• Consignes:
1: Pour chacune des affirmations suivantes, indiquez si elle concorde avec l’extrait sur l’enseignement mutuel. Répondez par oui ou par non et citez mot pour mot les mots décisifs de l’extrait. (a) Charles Démia a théorisé l’enseignement mutuel dès 1688. (b) L’école fondée par M. Herbault a continué de fonctionner après la mort de son fondateur. (c) Les « cours révolutionnaires » organisés par Monge duraient un an.
2: Renvoyez tel quel le passage de l’extrait sur l’enseignement mutuel qui commence à « Jugeant qu’il était » et se termine à « à la paresse. ».
3: Rédigez la suite de l’extrait sur l’enseignement mutuel, à partir de l’endroit où il s’interrompt.

• Extrait cité:
%%
Dans ce texte apparaissent déjà les grands principes de l’enseignement mutuel, notamment l’apprentissage simultané de la lecture et de l’écriture, l’utilisation du sable pour les exercices d’écriture afin de ne pas gaspiller le papier qui est rare et fort cher, un cours en collectif donné par un maître, puis un travail en sous-groupes dans lequel les élèves apprennent à s’autoréguler, et enfin, une intégration du savoir qui, grâce à l’utilisation du chant, va faciliter la mémorisation.
B. En France
A Lyon, le prêtre lyonnais Charles Démia figure comme l’un des précurseurs de l’enseignement mutuel qu’il a théorisé dès 1688, et qu’il mettait en pratique dans les « petites écoles » pour enfants pauvres qu’il a fondées. D’après le Nouveau dictionnaire de pédagogie et de l’instruction primaire,
« Démia introduisit dans les classes ce qu’on appela plus tard l’enseignement mutuel : il recommande de choisir, parmi les écoliers les plus capables et les plus studieux, un certain nombre d’officiers, dont les uns, sous le nom d’intendants et de décurions, seront chargés de la surveillance, tandis que les autres devront faire répéter les leçons du maître, reprendre les écoliers quand ils se trompent, guider la main hésitante des ‘jeunes écrivains’, etc. Pour rendre possible la simultanéité de l’enseignement, l’auteur des règlements divise l’école en huit classes, dont le maître devra s’occuper tour à tour ; chacune de ces classes peut se subdiviser en bandes. »
A Paris, dès 1747, l’enseignement mutuel est pratiqué avec un grand succès dans une école de plus de 300 élèves, établie par M. Herbault à l’hospice de la Pitié, en faveur des enfants des pauvres. L’expérience, hélas, ne survécut pas à son fondateur.
En 1772, la charité ingénieuse du chevalier Paulet conçut et exécuta le projet d’appliquer une semblable méthode à l’éducation d’un grand nombre d’enfants, que la mort de leurs parents laissaient sans appui dans la société.
4. Les brigades de Gaspard Monge
Enfin, comme le raconte, dans sa biographie de Gaspard Monge, son élève le plus brillant, l’astronome François Arago(1786-1853), lui-même un ami proche d’Alexandre de Humboldt, c’est à l’École polytechnique que Monge va peaufiner son propre système d’enseignement mutuel et de tutorat.
Jugeant qu’il était inacceptable de devoir attendre trois ans pour voir sortir les premiers ingénieurs de l’École polytechnique, Monge décida, afin d’accélérer la formation des élèves, d’organiser des « cours révolutionnaires », une formation accélérée pendant trois mois. Pour cela, il perfectionna le concept de « chefs de brigades », une technique qu’il avait déjà pu tester avec succès à l’école du Génie de Mézières.
François Arago : « Les chefs de brigade, toujours réunis à de petits groupes d’élèves dans des salles séparées, devaient avoir des fonctions d’une importance extrême, celles d’aplanir les difficultés à l’instant même où elles surgiraient. Jamais combinaison plus habile n’avait été imaginée pour ôter toute excuse à la médiocrité ou à la paresse.
%%
• Données enregistrées:
%%
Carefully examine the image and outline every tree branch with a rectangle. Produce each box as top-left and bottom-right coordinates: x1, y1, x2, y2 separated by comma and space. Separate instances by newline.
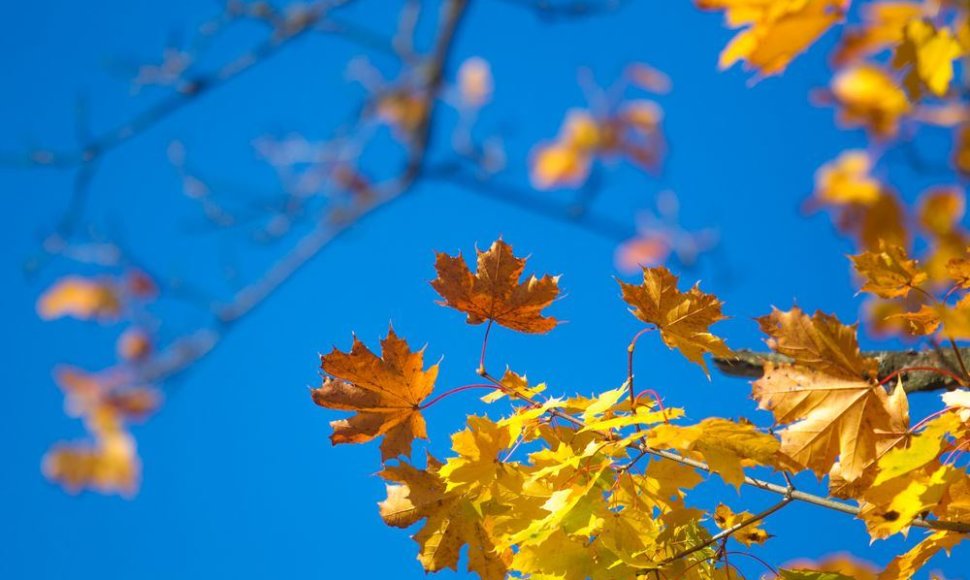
%%
• Réponses:
1:
(a) Oui : « qu’il a théorisé dès 1688 »
(b) Non : « L’expérience, hélas, ne survécut pas à son fondateur. »
(c) Non : « une formation accélérée pendant trois mois »

2:
Jugeant qu’il était inacceptable de devoir attendre trois ans pour voir sortir les premiers ingénieurs de l’École polytechnique, Monge décida, afin d’accélérer la formation des élèves, d’organiser des « cours révolutionnaires », une formation accélérée pendant trois mois. Pour cela, il perfectionna le concept de « chefs de brigades », une technique qu’il avait déjà pu tester avec succès à l’école du Génie de Mézières.
François Arago : « Les chefs de brigade, toujours réunis à de petits groupes d’élèves dans des salles séparées, devaient avoir des fonctions d’une importance extrême, celles d’aplanir les difficultés à l’instant même où elles surgiraient. Jamais combinaison plus habile n’avait été imaginée pour ôter toute excuse à la médiocrité ou à la paresse.

3:
« Cette création appartenait à Monge. A Mézières, où les élèves du génie étaient partagés en deux groupes de dix, à Mézières, où, en réalité, notre confrère fit quelque temps, pour les deux divisions, les fonctions de chef de brigade permanent, la présence, dans les salles, d’une personne toujours en mesure de lever les objections avait donné de trop heureux résultats pour qu’en rédigeant les développements joints au rapport de Fourcroy, cet ancien répétiteur n’essayât pas de doter la nouvelle école des mêmes avantages.
« Monge fit plus ; il voulut qu’à la suite des leçons révolutionnaires, qu’à l’ouverture des cours des trois degrés, les 23 sections de 16 élèves chacune, dont l’ensemble des trois divisions devait être composé, eussent leur chef de brigade, comme dans les temps ordinaires ; il voulut, en un mot que l’École, à son début, marchât comme si elle avait déjà trois ans d’existence.
« Voici comment notre confrère atteignit ce but en apparence inaccessible. Il fut décidé que 25 élèves, choisis par voie de concours parmi les 50 candidats que les examinateurs d’admission avaient le mieux notés, deviendraient les chefs de brigade de trois divisions de l’école, après avoir reçu à part une instruction spéciale. Le matin, les 50 jeunes suivaient, comme tous leurs camarades, les cours révolutionnaires ; le soir, on les réunissait à l’hôtel Pommeuse, près du Palais-Bourbon, et divers professeurs les préparaient aux fonctions qui leur étaient destinées. Monge présidait à cette initiation scientifique avec une bonté, une ardeur, un zèle infinis. Le souvenir de ses leçons est resté en traits ineffaçables dans la mémoire de tous ceux qui en profitèrent. »
Aragocite alors le témoignage d’Edme Augustin SylvainBrissot(1786-1819), fils du célèbre girondin et abolitionniste, un des 50 élèves :
« C’est là, que nous commençâmes à connaître Monge, cet homme si bon attaché à la jeunesse, si dévoué à la propagation des sciences. Presque toujours au milieu de nous, il faisait succéder aux leçons de géométrie, d’analyse, de physique, des entretiens particuliers où nous trouvions plus à gagner encore. Il devint l’ami de chacun des élèves de l’Ecole provisoire ; il s’associait aux efforts qu’il provoquait sans cesse, et applaudissait, avec toute la vivacité de son caractère, aux succès de nos jeunes intelligences ».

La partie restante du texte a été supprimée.